DATASET EXCERPTS:
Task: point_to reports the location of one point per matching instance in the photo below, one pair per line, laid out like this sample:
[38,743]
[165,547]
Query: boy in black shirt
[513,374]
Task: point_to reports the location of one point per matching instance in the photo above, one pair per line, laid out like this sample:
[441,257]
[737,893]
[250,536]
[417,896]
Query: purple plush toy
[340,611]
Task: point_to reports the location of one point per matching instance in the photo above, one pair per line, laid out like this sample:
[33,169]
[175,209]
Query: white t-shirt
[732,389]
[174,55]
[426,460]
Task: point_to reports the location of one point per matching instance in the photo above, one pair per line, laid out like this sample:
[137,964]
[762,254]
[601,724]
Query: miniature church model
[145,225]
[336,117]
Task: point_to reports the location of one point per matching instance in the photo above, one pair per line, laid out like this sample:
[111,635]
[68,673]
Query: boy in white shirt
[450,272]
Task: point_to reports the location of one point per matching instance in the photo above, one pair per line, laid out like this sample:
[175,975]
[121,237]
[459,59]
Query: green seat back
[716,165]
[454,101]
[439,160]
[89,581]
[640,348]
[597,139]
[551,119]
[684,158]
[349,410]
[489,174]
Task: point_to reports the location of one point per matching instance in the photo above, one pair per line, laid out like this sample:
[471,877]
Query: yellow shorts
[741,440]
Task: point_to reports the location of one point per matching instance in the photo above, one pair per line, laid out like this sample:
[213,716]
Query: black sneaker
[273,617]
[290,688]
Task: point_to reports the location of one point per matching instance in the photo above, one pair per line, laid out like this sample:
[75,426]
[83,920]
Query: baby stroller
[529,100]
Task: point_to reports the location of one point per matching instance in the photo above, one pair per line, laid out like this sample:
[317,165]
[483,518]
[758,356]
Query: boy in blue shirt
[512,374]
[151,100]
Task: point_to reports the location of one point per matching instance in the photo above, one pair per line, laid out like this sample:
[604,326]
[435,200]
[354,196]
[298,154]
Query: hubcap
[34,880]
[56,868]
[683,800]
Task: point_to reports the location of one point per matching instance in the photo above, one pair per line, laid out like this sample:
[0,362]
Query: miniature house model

WHAT NEEDS TO BE DONE:
What is wanted is every line above, written out exactly.

TASK OUTPUT:
Task: point_to reports the location of one point per matching instance in the photo below, one pair per line, laid out like this sample:
[38,743]
[165,547]
Query: boy in black shirt
[513,374]
Task: point_to reports the location of one point per matching instance in the photo above, one pair per line, laid out like this sample:
[441,257]
[737,893]
[250,536]
[417,896]
Query: purple plush toy
[340,611]
Task: point_to reports the location of one point per matching instance in the photo above, one pair per line, laid out like this sample:
[33,169]
[175,209]
Query: white t-shirt
[732,389]
[174,55]
[426,460]
Task: point_to reports the location of one point per matching instance in the photo above, one pair per line, laid out like this sample:
[137,964]
[762,254]
[601,724]
Query: miniature church model
[145,225]
[336,117]
Task: point_to reports the location of one point per matching instance in the photo above, one pair per line, laid out like this sample:
[111,635]
[68,673]
Query: boy in white shirt
[450,272]
Task: point_to reports the location of one point per matching instance in the photo above, one pair per line, laid out like this sample:
[175,975]
[121,237]
[459,59]
Query: green seat back
[716,165]
[454,101]
[439,160]
[89,581]
[640,348]
[597,139]
[551,119]
[684,158]
[349,410]
[489,174]
Task: point_to reports the location of one point per matching instance in the photo above, one pair per line, laid out like this sample:
[471,877]
Query: yellow shorts
[741,440]
Task: point_to reports the location of one point per matching instance in the photo above, one pair per line, laid out like this sample:
[213,716]
Query: black sneaker
[273,617]
[290,688]
Task: point_to reports the location of one point per matching instance in the photo above, one pair per line, laid out like this sample:
[75,426]
[83,920]
Query: baby stroller
[529,100]
Task: point_to reports the location of one point per matching instance in the photo above, one pair per line, laid out like this sample:
[317,165]
[483,518]
[758,356]
Query: boy in blue shirt
[512,374]
[151,100]
Task: point_to reports the location of one point per matching instance in the photo above, one pair per line, laid out like this sample:
[604,326]
[435,200]
[354,196]
[298,154]
Query: hubcap
[34,880]
[56,868]
[683,800]
Task: point_to reports the location of one point per matching instance in the photo above, one pair per line, laid out like this sample:
[0,362]
Query: miniature house model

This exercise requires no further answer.